Exercise instructions: Starting at the line with "Practice. Place a point on every instance of the grey" and running through the end of the records, both ends included, rewrite every line in order, requests included. Scale each answer point coordinate by 0.25 and round to a whole number, with halves rounded up, but leave the sample coordinates in the requests as they are.

Material:

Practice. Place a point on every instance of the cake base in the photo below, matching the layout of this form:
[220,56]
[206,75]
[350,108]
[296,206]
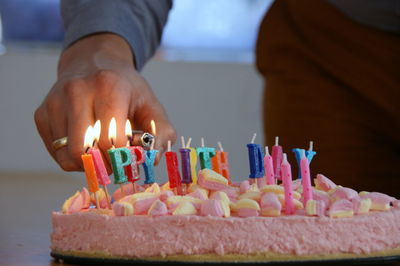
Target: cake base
[375,258]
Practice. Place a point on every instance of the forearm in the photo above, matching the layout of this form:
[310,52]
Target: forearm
[98,51]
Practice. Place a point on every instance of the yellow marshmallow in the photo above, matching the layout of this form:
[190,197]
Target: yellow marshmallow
[185,208]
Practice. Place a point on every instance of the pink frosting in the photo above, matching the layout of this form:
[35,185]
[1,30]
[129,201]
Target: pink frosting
[169,235]
[141,206]
[379,198]
[197,194]
[324,183]
[321,195]
[211,208]
[120,209]
[341,205]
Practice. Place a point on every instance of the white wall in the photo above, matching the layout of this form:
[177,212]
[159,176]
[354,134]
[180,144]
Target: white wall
[215,100]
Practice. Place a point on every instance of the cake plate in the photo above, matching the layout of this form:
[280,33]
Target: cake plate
[379,260]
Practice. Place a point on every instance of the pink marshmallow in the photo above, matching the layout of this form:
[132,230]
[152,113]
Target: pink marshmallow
[324,183]
[247,212]
[164,195]
[244,186]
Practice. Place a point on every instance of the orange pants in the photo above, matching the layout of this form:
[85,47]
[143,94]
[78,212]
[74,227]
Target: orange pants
[336,82]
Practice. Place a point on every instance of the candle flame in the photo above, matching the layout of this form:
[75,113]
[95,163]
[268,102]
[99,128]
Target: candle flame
[88,138]
[128,129]
[112,131]
[96,131]
[153,127]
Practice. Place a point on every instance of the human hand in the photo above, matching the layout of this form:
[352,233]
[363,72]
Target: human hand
[97,80]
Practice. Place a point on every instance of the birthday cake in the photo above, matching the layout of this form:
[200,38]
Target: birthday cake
[218,221]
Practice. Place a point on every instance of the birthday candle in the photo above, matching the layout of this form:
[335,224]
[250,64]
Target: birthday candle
[287,185]
[174,176]
[138,158]
[205,154]
[220,163]
[193,161]
[185,163]
[269,168]
[151,154]
[305,179]
[88,165]
[299,154]
[277,158]
[148,166]
[255,159]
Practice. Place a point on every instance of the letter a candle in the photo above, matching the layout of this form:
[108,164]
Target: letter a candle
[119,157]
[88,165]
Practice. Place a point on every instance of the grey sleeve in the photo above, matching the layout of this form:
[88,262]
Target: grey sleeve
[139,22]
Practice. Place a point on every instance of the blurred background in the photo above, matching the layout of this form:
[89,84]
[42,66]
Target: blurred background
[203,73]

Written response:
Practice. Place a point on every instance of the grey sleeve in the photo above, matching the layout of this form:
[88,262]
Target: grey sleeve
[35,6]
Practice. Place a point on every instance of the blurred background in the photo above, matching the layout of this form:
[89,84]
[42,66]
Target: blurred background
[51,18]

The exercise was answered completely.